§ Exercise objective
Format the entries below as a Markdown table with two columns, Row and Line, giving each line its own numbered row and skipping blank lines. Leave the pictures out of the table.
>> Start
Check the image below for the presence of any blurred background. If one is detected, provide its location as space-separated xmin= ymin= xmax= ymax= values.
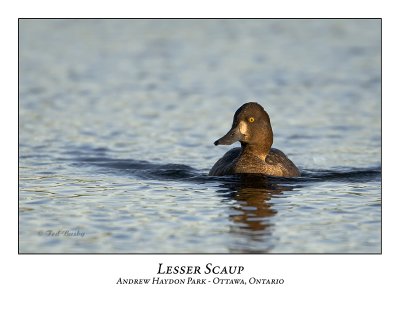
xmin=19 ymin=19 xmax=381 ymax=253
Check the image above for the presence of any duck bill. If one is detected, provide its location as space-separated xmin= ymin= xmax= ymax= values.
xmin=214 ymin=126 xmax=243 ymax=146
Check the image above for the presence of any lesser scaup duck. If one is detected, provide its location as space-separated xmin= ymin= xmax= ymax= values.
xmin=209 ymin=102 xmax=300 ymax=177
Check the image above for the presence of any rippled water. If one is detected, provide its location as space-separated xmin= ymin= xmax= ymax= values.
xmin=19 ymin=20 xmax=381 ymax=253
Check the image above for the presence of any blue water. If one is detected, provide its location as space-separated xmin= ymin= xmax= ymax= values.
xmin=19 ymin=20 xmax=381 ymax=253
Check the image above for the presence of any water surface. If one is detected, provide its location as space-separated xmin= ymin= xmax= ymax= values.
xmin=19 ymin=20 xmax=381 ymax=253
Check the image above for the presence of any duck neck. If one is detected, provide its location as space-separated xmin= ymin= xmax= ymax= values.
xmin=241 ymin=142 xmax=271 ymax=161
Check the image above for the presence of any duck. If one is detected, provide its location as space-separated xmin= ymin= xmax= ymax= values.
xmin=209 ymin=102 xmax=300 ymax=177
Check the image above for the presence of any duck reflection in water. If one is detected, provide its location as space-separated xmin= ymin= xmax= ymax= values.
xmin=218 ymin=174 xmax=293 ymax=252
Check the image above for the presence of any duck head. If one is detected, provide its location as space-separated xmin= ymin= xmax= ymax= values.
xmin=214 ymin=102 xmax=273 ymax=158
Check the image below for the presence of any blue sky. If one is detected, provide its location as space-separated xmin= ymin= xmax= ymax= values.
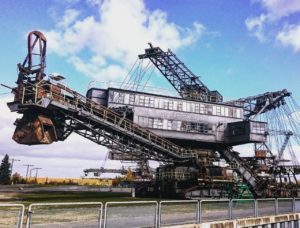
xmin=0 ymin=0 xmax=300 ymax=177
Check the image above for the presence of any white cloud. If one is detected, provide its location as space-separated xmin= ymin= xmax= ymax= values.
xmin=57 ymin=9 xmax=80 ymax=28
xmin=276 ymin=25 xmax=300 ymax=51
xmin=245 ymin=14 xmax=267 ymax=41
xmin=44 ymin=0 xmax=205 ymax=80
xmin=245 ymin=0 xmax=300 ymax=48
xmin=257 ymin=0 xmax=300 ymax=20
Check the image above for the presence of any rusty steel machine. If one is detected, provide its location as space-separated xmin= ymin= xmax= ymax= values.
xmin=8 ymin=31 xmax=300 ymax=197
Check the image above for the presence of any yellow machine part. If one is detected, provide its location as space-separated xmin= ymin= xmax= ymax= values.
xmin=13 ymin=114 xmax=57 ymax=145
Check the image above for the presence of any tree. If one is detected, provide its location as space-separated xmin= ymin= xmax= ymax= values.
xmin=0 ymin=154 xmax=11 ymax=184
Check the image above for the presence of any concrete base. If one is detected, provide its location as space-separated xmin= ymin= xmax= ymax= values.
xmin=163 ymin=213 xmax=300 ymax=228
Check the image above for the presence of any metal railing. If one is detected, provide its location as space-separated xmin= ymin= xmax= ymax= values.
xmin=0 ymin=198 xmax=300 ymax=228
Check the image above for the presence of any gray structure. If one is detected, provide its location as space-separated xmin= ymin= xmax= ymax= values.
xmin=87 ymin=88 xmax=267 ymax=149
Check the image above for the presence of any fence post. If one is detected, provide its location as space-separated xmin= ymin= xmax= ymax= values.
xmin=196 ymin=200 xmax=201 ymax=224
xmin=228 ymin=199 xmax=232 ymax=220
xmin=254 ymin=199 xmax=258 ymax=218
xmin=17 ymin=208 xmax=23 ymax=228
xmin=157 ymin=201 xmax=161 ymax=228
xmin=26 ymin=210 xmax=32 ymax=228
xmin=199 ymin=200 xmax=202 ymax=223
xmin=97 ymin=205 xmax=103 ymax=228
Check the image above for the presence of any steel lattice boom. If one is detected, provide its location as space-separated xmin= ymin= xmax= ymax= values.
xmin=139 ymin=43 xmax=223 ymax=102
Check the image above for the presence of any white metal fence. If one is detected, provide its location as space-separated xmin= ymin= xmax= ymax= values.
xmin=0 ymin=204 xmax=25 ymax=228
xmin=0 ymin=198 xmax=300 ymax=228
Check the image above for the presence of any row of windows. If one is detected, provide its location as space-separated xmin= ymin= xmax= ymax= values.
xmin=138 ymin=116 xmax=213 ymax=134
xmin=112 ymin=92 xmax=242 ymax=118
xmin=251 ymin=122 xmax=266 ymax=134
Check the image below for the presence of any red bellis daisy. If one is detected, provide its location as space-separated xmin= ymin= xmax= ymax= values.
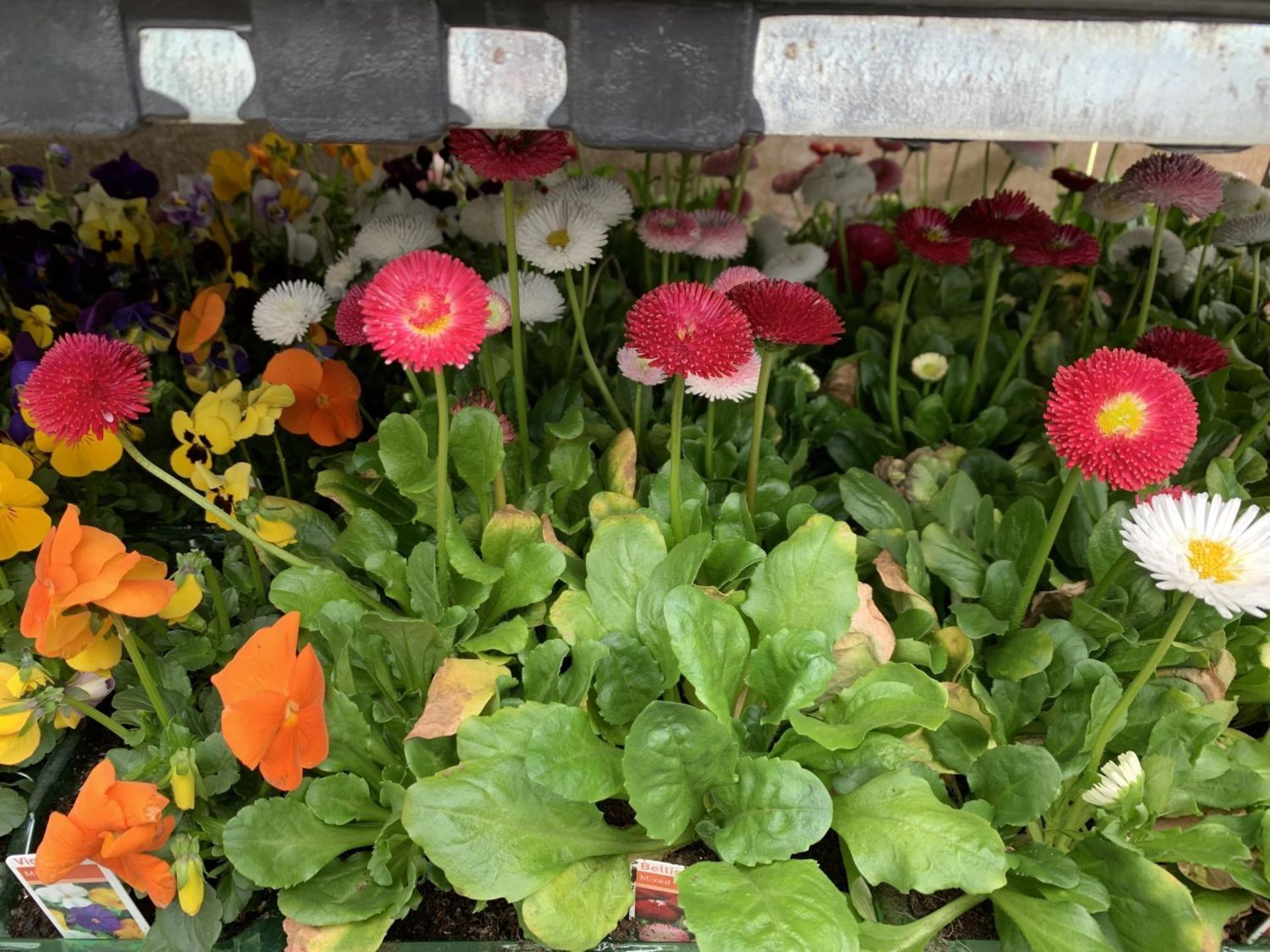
>> End
§ Result
| Row | Line |
|---|---|
| 1 | Check the image below for the presence of any blurred background. If one is detected, provide its location as space-separated xmin= ymin= xmax= ymax= values. |
| 2 | xmin=19 ymin=19 xmax=381 ymax=253 |
| 3 | Check the image above for the presence of any duck bill. If one is detected, provide its location as space-separated xmin= ymin= xmax= ymax= values. |
| 4 | xmin=214 ymin=126 xmax=243 ymax=146 |
| 5 | Check the image above for the presence of any lesser scaup duck. If one is detected, provide its location as space-separated xmin= ymin= xmax= ymax= values. |
| 6 | xmin=209 ymin=102 xmax=300 ymax=177 |
| 7 | Check the image above for the presence of any rippled water. If one is detected, provide its location as space-separated xmin= ymin= xmax= ymax= values. |
| 8 | xmin=19 ymin=20 xmax=381 ymax=253 |
| 9 | Check the image above for the presence of any blue water. If one is detected, provide its location as space-separated xmin= ymin= xmax= ymax= values. |
| 10 | xmin=19 ymin=20 xmax=381 ymax=253 |
| 11 | Check the image above for the presence of any water surface. If one is detected, provide its location as space-separated xmin= ymin= xmax= ymax= values. |
| 12 | xmin=19 ymin=20 xmax=381 ymax=253 |
| 13 | Check the image above for the presence of any duck neck. If one is detected, provide its location as space-separated xmin= ymin= xmax= ymax= values. |
| 14 | xmin=241 ymin=142 xmax=271 ymax=161 |
| 15 | Check the image above for the presence of any duck. If one is detected, provide its location as space-separated xmin= ymin= xmax= ymax= values. |
| 16 | xmin=209 ymin=102 xmax=300 ymax=177 |
| 17 | Check the image above for the presence of any duck reflection in water. If one is detected, provide its location as space-separated xmin= ymin= xmax= ymax= values. |
| 18 | xmin=218 ymin=174 xmax=293 ymax=252 |
| 19 | Check the image above for the presence of any duck head. If one is detected, provide its location as space-separated xmin= ymin= xmax= ymax= values. |
| 20 | xmin=214 ymin=102 xmax=273 ymax=158 |
| 21 | Check the image below for the presence of any blue sky. If one is detected, provide its location as space-separated xmin= ymin= xmax= ymax= values. |
| 22 | xmin=0 ymin=0 xmax=300 ymax=177 |
| 23 | Check the image above for the presence of any white cloud. If one is detected, provide its location as space-separated xmin= ymin= xmax= ymax= values. |
| 24 | xmin=57 ymin=9 xmax=80 ymax=28 |
| 25 | xmin=276 ymin=25 xmax=300 ymax=51 |
| 26 | xmin=245 ymin=14 xmax=267 ymax=41 |
| 27 | xmin=44 ymin=0 xmax=205 ymax=80 |
| 28 | xmin=245 ymin=0 xmax=300 ymax=48 |
| 29 | xmin=257 ymin=0 xmax=300 ymax=20 |
| 30 | Check the image above for the presence of any rusty steel machine. If one is detected, provide its location as space-separated xmin= ymin= xmax= ymax= values. |
| 31 | xmin=8 ymin=31 xmax=300 ymax=197 |
| 32 | Check the image above for the presence of any yellow machine part. If one is detected, provide its location as space-separated xmin= ymin= xmax= ymax= values. |
| 33 | xmin=13 ymin=114 xmax=57 ymax=145 |
| 34 | Check the image above for the presence of any tree. If one is detected, provide its location as space-separated xmin= ymin= xmax= ymax= values. |
| 35 | xmin=0 ymin=154 xmax=11 ymax=184 |
| 36 | Check the image above for the presence of any concrete base. If one is detected, provide its location as space-separated xmin= ymin= xmax= ymax= values. |
| 37 | xmin=163 ymin=213 xmax=300 ymax=228 |
| 38 | Check the image above for the presence of any metal railing. If one is detected, provide its location as space-separated xmin= ymin= xmax= ymax= values. |
| 39 | xmin=0 ymin=198 xmax=300 ymax=228 |
| 40 | Check the image above for the presence of any gray structure. If one is detected, provide its location as space-separated xmin= ymin= xmax= ymax= values. |
| 41 | xmin=87 ymin=88 xmax=267 ymax=149 |
| 42 | Check the image above for the presence of any fence post. If one is detected, provide its location as space-separated xmin= ymin= xmax= ymax= values. |
| 43 | xmin=196 ymin=200 xmax=201 ymax=224 |
| 44 | xmin=228 ymin=199 xmax=232 ymax=220 |
| 45 | xmin=254 ymin=199 xmax=258 ymax=218 |
| 46 | xmin=17 ymin=208 xmax=23 ymax=228 |
| 47 | xmin=157 ymin=201 xmax=161 ymax=228 |
| 48 | xmin=26 ymin=210 xmax=32 ymax=228 |
| 49 | xmin=199 ymin=200 xmax=202 ymax=223 |
| 50 | xmin=97 ymin=205 xmax=103 ymax=228 |
| 51 | Check the image above for the presence of any steel lattice boom. If one is detected, provide its location as space-separated xmin= ymin= xmax= ymax= values. |
| 52 | xmin=139 ymin=43 xmax=223 ymax=102 |
| 53 | Check the image above for the presence of any white metal fence. If one is detected, provide its location as space-separated xmin= ymin= xmax= ymax= values. |
| 54 | xmin=0 ymin=204 xmax=25 ymax=228 |
| 55 | xmin=0 ymin=198 xmax=300 ymax=228 |
| 56 | Check the image above for the presence of any row of windows. If one is detected, provide its location as space-separated xmin= ymin= xmax= ymax= values. |
| 57 | xmin=138 ymin=116 xmax=213 ymax=134 |
| 58 | xmin=112 ymin=92 xmax=242 ymax=118 |
| 59 | xmin=251 ymin=122 xmax=266 ymax=134 |
| 60 | Check the image below for the presence of any red bellis daisy. If one is detected, provide its location as space-separated xmin= ymin= xmax= ymax= values. |